Your task
Can you copy the rows below, switching every "Point out" to "Mark", changing nothing else, and leaving out the pictures?

Material provided
* * * * *

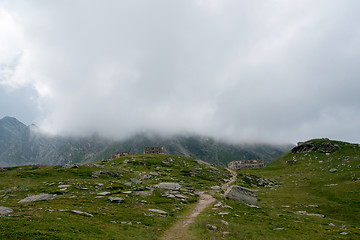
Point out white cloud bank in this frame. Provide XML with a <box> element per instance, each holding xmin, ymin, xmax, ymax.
<box><xmin>0</xmin><ymin>0</ymin><xmax>360</xmax><ymax>142</ymax></box>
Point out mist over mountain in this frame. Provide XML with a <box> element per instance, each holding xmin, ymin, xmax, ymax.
<box><xmin>0</xmin><ymin>117</ymin><xmax>292</xmax><ymax>167</ymax></box>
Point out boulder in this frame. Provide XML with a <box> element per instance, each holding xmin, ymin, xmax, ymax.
<box><xmin>71</xmin><ymin>210</ymin><xmax>94</xmax><ymax>217</ymax></box>
<box><xmin>154</xmin><ymin>182</ymin><xmax>181</xmax><ymax>190</ymax></box>
<box><xmin>148</xmin><ymin>208</ymin><xmax>167</xmax><ymax>214</ymax></box>
<box><xmin>18</xmin><ymin>193</ymin><xmax>56</xmax><ymax>203</ymax></box>
<box><xmin>0</xmin><ymin>206</ymin><xmax>13</xmax><ymax>215</ymax></box>
<box><xmin>224</xmin><ymin>185</ymin><xmax>257</xmax><ymax>205</ymax></box>
<box><xmin>108</xmin><ymin>197</ymin><xmax>124</xmax><ymax>203</ymax></box>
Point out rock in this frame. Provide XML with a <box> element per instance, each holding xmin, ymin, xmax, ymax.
<box><xmin>295</xmin><ymin>211</ymin><xmax>325</xmax><ymax>218</ymax></box>
<box><xmin>148</xmin><ymin>208</ymin><xmax>167</xmax><ymax>215</ymax></box>
<box><xmin>291</xmin><ymin>142</ymin><xmax>340</xmax><ymax>153</ymax></box>
<box><xmin>246</xmin><ymin>204</ymin><xmax>261</xmax><ymax>209</ymax></box>
<box><xmin>206</xmin><ymin>224</ymin><xmax>217</xmax><ymax>230</ymax></box>
<box><xmin>130</xmin><ymin>178</ymin><xmax>142</xmax><ymax>184</ymax></box>
<box><xmin>218</xmin><ymin>212</ymin><xmax>229</xmax><ymax>216</ymax></box>
<box><xmin>108</xmin><ymin>197</ymin><xmax>124</xmax><ymax>203</ymax></box>
<box><xmin>0</xmin><ymin>206</ymin><xmax>13</xmax><ymax>215</ymax></box>
<box><xmin>136</xmin><ymin>190</ymin><xmax>154</xmax><ymax>197</ymax></box>
<box><xmin>175</xmin><ymin>194</ymin><xmax>188</xmax><ymax>199</ymax></box>
<box><xmin>91</xmin><ymin>171</ymin><xmax>119</xmax><ymax>178</ymax></box>
<box><xmin>224</xmin><ymin>185</ymin><xmax>257</xmax><ymax>205</ymax></box>
<box><xmin>18</xmin><ymin>193</ymin><xmax>56</xmax><ymax>203</ymax></box>
<box><xmin>62</xmin><ymin>164</ymin><xmax>79</xmax><ymax>169</ymax></box>
<box><xmin>97</xmin><ymin>192</ymin><xmax>111</xmax><ymax>196</ymax></box>
<box><xmin>71</xmin><ymin>210</ymin><xmax>94</xmax><ymax>217</ymax></box>
<box><xmin>154</xmin><ymin>182</ymin><xmax>181</xmax><ymax>190</ymax></box>
<box><xmin>221</xmin><ymin>220</ymin><xmax>229</xmax><ymax>226</ymax></box>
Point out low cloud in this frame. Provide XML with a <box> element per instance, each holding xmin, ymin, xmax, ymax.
<box><xmin>0</xmin><ymin>0</ymin><xmax>360</xmax><ymax>142</ymax></box>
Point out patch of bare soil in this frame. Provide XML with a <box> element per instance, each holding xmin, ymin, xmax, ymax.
<box><xmin>160</xmin><ymin>169</ymin><xmax>237</xmax><ymax>240</ymax></box>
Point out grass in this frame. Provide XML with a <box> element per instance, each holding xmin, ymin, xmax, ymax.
<box><xmin>0</xmin><ymin>155</ymin><xmax>229</xmax><ymax>239</ymax></box>
<box><xmin>191</xmin><ymin>139</ymin><xmax>360</xmax><ymax>239</ymax></box>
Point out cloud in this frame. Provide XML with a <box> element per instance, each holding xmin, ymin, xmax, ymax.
<box><xmin>0</xmin><ymin>0</ymin><xmax>360</xmax><ymax>142</ymax></box>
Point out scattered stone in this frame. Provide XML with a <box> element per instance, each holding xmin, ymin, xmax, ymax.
<box><xmin>148</xmin><ymin>208</ymin><xmax>167</xmax><ymax>215</ymax></box>
<box><xmin>130</xmin><ymin>178</ymin><xmax>142</xmax><ymax>184</ymax></box>
<box><xmin>175</xmin><ymin>194</ymin><xmax>188</xmax><ymax>199</ymax></box>
<box><xmin>0</xmin><ymin>206</ymin><xmax>13</xmax><ymax>215</ymax></box>
<box><xmin>218</xmin><ymin>212</ymin><xmax>229</xmax><ymax>216</ymax></box>
<box><xmin>291</xmin><ymin>142</ymin><xmax>340</xmax><ymax>153</ymax></box>
<box><xmin>91</xmin><ymin>171</ymin><xmax>119</xmax><ymax>178</ymax></box>
<box><xmin>154</xmin><ymin>182</ymin><xmax>181</xmax><ymax>190</ymax></box>
<box><xmin>221</xmin><ymin>220</ymin><xmax>229</xmax><ymax>226</ymax></box>
<box><xmin>246</xmin><ymin>204</ymin><xmax>261</xmax><ymax>209</ymax></box>
<box><xmin>136</xmin><ymin>190</ymin><xmax>154</xmax><ymax>197</ymax></box>
<box><xmin>206</xmin><ymin>224</ymin><xmax>217</xmax><ymax>230</ymax></box>
<box><xmin>62</xmin><ymin>164</ymin><xmax>79</xmax><ymax>169</ymax></box>
<box><xmin>18</xmin><ymin>193</ymin><xmax>56</xmax><ymax>203</ymax></box>
<box><xmin>224</xmin><ymin>185</ymin><xmax>257</xmax><ymax>205</ymax></box>
<box><xmin>295</xmin><ymin>211</ymin><xmax>325</xmax><ymax>218</ymax></box>
<box><xmin>97</xmin><ymin>192</ymin><xmax>111</xmax><ymax>196</ymax></box>
<box><xmin>108</xmin><ymin>197</ymin><xmax>124</xmax><ymax>203</ymax></box>
<box><xmin>71</xmin><ymin>210</ymin><xmax>94</xmax><ymax>217</ymax></box>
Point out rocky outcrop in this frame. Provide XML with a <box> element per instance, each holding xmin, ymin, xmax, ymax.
<box><xmin>154</xmin><ymin>182</ymin><xmax>181</xmax><ymax>190</ymax></box>
<box><xmin>224</xmin><ymin>185</ymin><xmax>257</xmax><ymax>205</ymax></box>
<box><xmin>18</xmin><ymin>193</ymin><xmax>56</xmax><ymax>203</ymax></box>
<box><xmin>291</xmin><ymin>142</ymin><xmax>340</xmax><ymax>153</ymax></box>
<box><xmin>0</xmin><ymin>206</ymin><xmax>13</xmax><ymax>215</ymax></box>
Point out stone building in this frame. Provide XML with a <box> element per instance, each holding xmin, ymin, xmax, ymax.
<box><xmin>111</xmin><ymin>152</ymin><xmax>135</xmax><ymax>159</ymax></box>
<box><xmin>228</xmin><ymin>160</ymin><xmax>264</xmax><ymax>170</ymax></box>
<box><xmin>144</xmin><ymin>147</ymin><xmax>164</xmax><ymax>154</ymax></box>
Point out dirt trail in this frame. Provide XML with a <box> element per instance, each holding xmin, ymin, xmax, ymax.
<box><xmin>160</xmin><ymin>168</ymin><xmax>237</xmax><ymax>240</ymax></box>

* * * * *

Worked answer
Mark white cloud bank in this frame. Provide XML with a <box> element per instance, each holding xmin, ymin, xmax, ymax.
<box><xmin>0</xmin><ymin>0</ymin><xmax>360</xmax><ymax>142</ymax></box>
Mark mist over mountain in this frame. Provide XML with a <box> element per instance, each holding xmin, ymin, xmax, ymax.
<box><xmin>0</xmin><ymin>117</ymin><xmax>292</xmax><ymax>167</ymax></box>
Mark boulder in this frame. Provide XML with a <box> element per instance, each holding xmin, ymin, xmax, ymax.
<box><xmin>71</xmin><ymin>210</ymin><xmax>94</xmax><ymax>217</ymax></box>
<box><xmin>154</xmin><ymin>182</ymin><xmax>181</xmax><ymax>190</ymax></box>
<box><xmin>148</xmin><ymin>208</ymin><xmax>167</xmax><ymax>214</ymax></box>
<box><xmin>18</xmin><ymin>193</ymin><xmax>56</xmax><ymax>203</ymax></box>
<box><xmin>0</xmin><ymin>206</ymin><xmax>13</xmax><ymax>215</ymax></box>
<box><xmin>224</xmin><ymin>185</ymin><xmax>257</xmax><ymax>205</ymax></box>
<box><xmin>108</xmin><ymin>197</ymin><xmax>124</xmax><ymax>203</ymax></box>
Mark rock in this frame. Provide XML with a <box> element per instance, each holding xmin, ymin, xmax, ymax.
<box><xmin>295</xmin><ymin>211</ymin><xmax>325</xmax><ymax>218</ymax></box>
<box><xmin>148</xmin><ymin>208</ymin><xmax>167</xmax><ymax>215</ymax></box>
<box><xmin>291</xmin><ymin>142</ymin><xmax>340</xmax><ymax>153</ymax></box>
<box><xmin>246</xmin><ymin>204</ymin><xmax>261</xmax><ymax>209</ymax></box>
<box><xmin>206</xmin><ymin>224</ymin><xmax>217</xmax><ymax>230</ymax></box>
<box><xmin>130</xmin><ymin>178</ymin><xmax>142</xmax><ymax>184</ymax></box>
<box><xmin>218</xmin><ymin>212</ymin><xmax>229</xmax><ymax>216</ymax></box>
<box><xmin>108</xmin><ymin>197</ymin><xmax>124</xmax><ymax>203</ymax></box>
<box><xmin>0</xmin><ymin>206</ymin><xmax>13</xmax><ymax>215</ymax></box>
<box><xmin>136</xmin><ymin>190</ymin><xmax>154</xmax><ymax>197</ymax></box>
<box><xmin>175</xmin><ymin>194</ymin><xmax>188</xmax><ymax>199</ymax></box>
<box><xmin>91</xmin><ymin>171</ymin><xmax>119</xmax><ymax>178</ymax></box>
<box><xmin>224</xmin><ymin>185</ymin><xmax>257</xmax><ymax>205</ymax></box>
<box><xmin>18</xmin><ymin>193</ymin><xmax>56</xmax><ymax>203</ymax></box>
<box><xmin>62</xmin><ymin>164</ymin><xmax>79</xmax><ymax>169</ymax></box>
<box><xmin>97</xmin><ymin>192</ymin><xmax>111</xmax><ymax>196</ymax></box>
<box><xmin>71</xmin><ymin>210</ymin><xmax>94</xmax><ymax>217</ymax></box>
<box><xmin>154</xmin><ymin>182</ymin><xmax>181</xmax><ymax>190</ymax></box>
<box><xmin>221</xmin><ymin>220</ymin><xmax>229</xmax><ymax>226</ymax></box>
Mark low cloud in this frame. Provide XML with a <box> element per instance, each holding xmin, ymin, xmax, ymax.
<box><xmin>0</xmin><ymin>0</ymin><xmax>360</xmax><ymax>142</ymax></box>
Mark patch of bare soil in this frame. Provide XML with a <box> element per instance, each holding xmin, ymin, xmax, ymax.
<box><xmin>160</xmin><ymin>169</ymin><xmax>237</xmax><ymax>240</ymax></box>
Mark grass in this frame. Provide XML with a <box> element per instance, each holding xmin, ymin, xmax, ymax.
<box><xmin>0</xmin><ymin>155</ymin><xmax>229</xmax><ymax>239</ymax></box>
<box><xmin>191</xmin><ymin>139</ymin><xmax>360</xmax><ymax>239</ymax></box>
Mark cloud in this frame. Provide XML with a <box> element per instance, each holding xmin, ymin, xmax, ymax.
<box><xmin>0</xmin><ymin>0</ymin><xmax>360</xmax><ymax>142</ymax></box>
Mark scattered stone in this frame. Provide XML with a <box> element per instance, each holding xmin, ymin, xmax, ymax.
<box><xmin>148</xmin><ymin>208</ymin><xmax>167</xmax><ymax>215</ymax></box>
<box><xmin>130</xmin><ymin>178</ymin><xmax>142</xmax><ymax>184</ymax></box>
<box><xmin>175</xmin><ymin>194</ymin><xmax>188</xmax><ymax>199</ymax></box>
<box><xmin>0</xmin><ymin>206</ymin><xmax>13</xmax><ymax>215</ymax></box>
<box><xmin>218</xmin><ymin>212</ymin><xmax>229</xmax><ymax>216</ymax></box>
<box><xmin>291</xmin><ymin>142</ymin><xmax>340</xmax><ymax>153</ymax></box>
<box><xmin>91</xmin><ymin>171</ymin><xmax>119</xmax><ymax>178</ymax></box>
<box><xmin>154</xmin><ymin>182</ymin><xmax>181</xmax><ymax>190</ymax></box>
<box><xmin>221</xmin><ymin>220</ymin><xmax>229</xmax><ymax>226</ymax></box>
<box><xmin>246</xmin><ymin>204</ymin><xmax>261</xmax><ymax>209</ymax></box>
<box><xmin>136</xmin><ymin>190</ymin><xmax>154</xmax><ymax>197</ymax></box>
<box><xmin>206</xmin><ymin>224</ymin><xmax>217</xmax><ymax>230</ymax></box>
<box><xmin>62</xmin><ymin>164</ymin><xmax>79</xmax><ymax>169</ymax></box>
<box><xmin>18</xmin><ymin>193</ymin><xmax>56</xmax><ymax>203</ymax></box>
<box><xmin>224</xmin><ymin>185</ymin><xmax>257</xmax><ymax>205</ymax></box>
<box><xmin>295</xmin><ymin>211</ymin><xmax>325</xmax><ymax>218</ymax></box>
<box><xmin>97</xmin><ymin>192</ymin><xmax>111</xmax><ymax>196</ymax></box>
<box><xmin>108</xmin><ymin>197</ymin><xmax>124</xmax><ymax>203</ymax></box>
<box><xmin>71</xmin><ymin>210</ymin><xmax>94</xmax><ymax>217</ymax></box>
Mark rocky outcrop in this frame. Provide XML with a <box> element per instance, each holding xmin, ymin, xmax, ymax.
<box><xmin>154</xmin><ymin>182</ymin><xmax>181</xmax><ymax>190</ymax></box>
<box><xmin>224</xmin><ymin>185</ymin><xmax>257</xmax><ymax>205</ymax></box>
<box><xmin>18</xmin><ymin>193</ymin><xmax>56</xmax><ymax>203</ymax></box>
<box><xmin>291</xmin><ymin>142</ymin><xmax>340</xmax><ymax>153</ymax></box>
<box><xmin>0</xmin><ymin>206</ymin><xmax>13</xmax><ymax>215</ymax></box>
Mark stone building in this frame. Provide XML with a <box> element per instance, each holding xmin, ymin, xmax, ymax.
<box><xmin>111</xmin><ymin>152</ymin><xmax>135</xmax><ymax>159</ymax></box>
<box><xmin>228</xmin><ymin>160</ymin><xmax>264</xmax><ymax>170</ymax></box>
<box><xmin>144</xmin><ymin>147</ymin><xmax>164</xmax><ymax>154</ymax></box>
Mark dirt trail in this frame. Provide XML with a <box> element per instance, each holding xmin, ymin, xmax, ymax.
<box><xmin>160</xmin><ymin>168</ymin><xmax>237</xmax><ymax>240</ymax></box>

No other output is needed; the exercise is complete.